[TASK INPUTS]
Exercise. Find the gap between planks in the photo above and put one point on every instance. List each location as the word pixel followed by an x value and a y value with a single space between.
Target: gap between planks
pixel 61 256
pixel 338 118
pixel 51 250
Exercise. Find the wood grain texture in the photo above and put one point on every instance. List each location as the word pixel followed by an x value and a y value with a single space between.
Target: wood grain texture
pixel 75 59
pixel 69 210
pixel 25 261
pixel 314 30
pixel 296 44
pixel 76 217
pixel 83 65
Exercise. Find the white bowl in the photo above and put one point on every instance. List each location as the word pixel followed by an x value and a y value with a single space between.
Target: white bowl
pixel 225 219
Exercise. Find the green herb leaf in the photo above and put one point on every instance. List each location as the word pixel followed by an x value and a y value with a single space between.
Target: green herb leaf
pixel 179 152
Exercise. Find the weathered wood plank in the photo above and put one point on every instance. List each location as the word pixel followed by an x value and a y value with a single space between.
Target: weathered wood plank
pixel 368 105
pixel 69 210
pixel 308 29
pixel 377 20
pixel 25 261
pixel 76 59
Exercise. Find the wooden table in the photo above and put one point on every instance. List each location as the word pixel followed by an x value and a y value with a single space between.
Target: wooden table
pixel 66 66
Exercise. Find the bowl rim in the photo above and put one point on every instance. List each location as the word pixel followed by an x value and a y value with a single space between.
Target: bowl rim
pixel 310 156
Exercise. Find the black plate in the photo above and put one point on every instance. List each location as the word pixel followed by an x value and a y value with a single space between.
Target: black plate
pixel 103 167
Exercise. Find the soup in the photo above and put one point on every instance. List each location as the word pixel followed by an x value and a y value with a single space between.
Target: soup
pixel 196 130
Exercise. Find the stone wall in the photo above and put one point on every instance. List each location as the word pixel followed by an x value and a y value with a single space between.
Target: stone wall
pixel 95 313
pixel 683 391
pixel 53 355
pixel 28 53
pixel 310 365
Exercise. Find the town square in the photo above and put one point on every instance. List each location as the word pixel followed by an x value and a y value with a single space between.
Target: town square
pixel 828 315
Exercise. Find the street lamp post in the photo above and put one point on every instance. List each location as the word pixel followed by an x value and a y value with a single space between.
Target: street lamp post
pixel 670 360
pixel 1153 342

[THE REQUEST]
Can you print the stretch from the start of the records through the line that contains "pixel 225 219", including both ends and copying each line without any change?

[OUTPUT BELOW]
Exercise. Find the gap between planks in the photo above and put one point on every instance. List each location as the word pixel followed by an x value and a y value with a single space between.
Target: gap between planks
pixel 61 256
pixel 338 118
pixel 51 250
Exercise. Find the wood grain texture in the photo above and put one point on every instance. List each location as the word pixel followed by an x value and a y value with a single space between.
Target: wood grain texture
pixel 75 59
pixel 69 210
pixel 25 261
pixel 314 30
pixel 296 44
pixel 76 217
pixel 83 65
Exercise. Find the white bowl in the photo above and put one point on every instance. List each location as the word pixel followed by an x value and a y value with a single space between.
Target: white bowl
pixel 225 219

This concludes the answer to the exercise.